▸ **Task directions**:
Drop the images; return everything else in the listing below exactly.

▸ **Stored items**:
--- start ---

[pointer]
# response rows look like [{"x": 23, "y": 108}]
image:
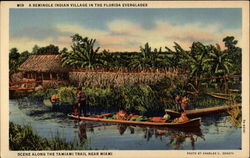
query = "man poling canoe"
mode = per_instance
[{"x": 81, "y": 102}]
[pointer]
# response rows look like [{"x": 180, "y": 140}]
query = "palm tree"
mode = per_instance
[
  {"x": 146, "y": 58},
  {"x": 218, "y": 61},
  {"x": 83, "y": 53},
  {"x": 219, "y": 64},
  {"x": 174, "y": 59},
  {"x": 195, "y": 58}
]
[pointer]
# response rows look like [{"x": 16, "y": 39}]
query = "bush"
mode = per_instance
[{"x": 67, "y": 95}]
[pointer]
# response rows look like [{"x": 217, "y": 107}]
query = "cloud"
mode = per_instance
[{"x": 124, "y": 35}]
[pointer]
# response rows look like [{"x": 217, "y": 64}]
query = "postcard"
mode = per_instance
[{"x": 124, "y": 79}]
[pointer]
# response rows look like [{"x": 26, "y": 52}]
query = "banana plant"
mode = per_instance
[{"x": 83, "y": 53}]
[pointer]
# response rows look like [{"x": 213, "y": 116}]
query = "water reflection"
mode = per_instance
[
  {"x": 82, "y": 132},
  {"x": 176, "y": 137},
  {"x": 217, "y": 130},
  {"x": 173, "y": 137}
]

--- end ---

▸ **Response to this exercise**:
[pointer]
# response rows look like [{"x": 23, "y": 108}]
image:
query = "man poling canoe"
mode = per_instance
[{"x": 81, "y": 102}]
[pointer]
# response rows look like [{"x": 180, "y": 140}]
query = "palm tree"
mode = per_instance
[
  {"x": 146, "y": 58},
  {"x": 218, "y": 61},
  {"x": 83, "y": 53},
  {"x": 219, "y": 64},
  {"x": 174, "y": 59},
  {"x": 195, "y": 58}
]
[pointer]
# response rows look like [{"x": 16, "y": 39}]
query = "bush"
mode = per_instance
[{"x": 67, "y": 95}]
[pointer]
# response rows look like [{"x": 217, "y": 107}]
query = "cloud"
mode = per_instance
[{"x": 124, "y": 35}]
[pointer]
# response rows look like [{"x": 217, "y": 64}]
query = "postcard"
mode = per_instance
[{"x": 124, "y": 79}]
[pointer]
# response rows look like [{"x": 26, "y": 52}]
query = "banana plant"
mode = per_instance
[{"x": 83, "y": 53}]
[pointer]
# response rows look like [{"x": 213, "y": 116}]
query = "water reflection"
mode = per_instance
[
  {"x": 82, "y": 132},
  {"x": 176, "y": 137},
  {"x": 217, "y": 130},
  {"x": 173, "y": 137}
]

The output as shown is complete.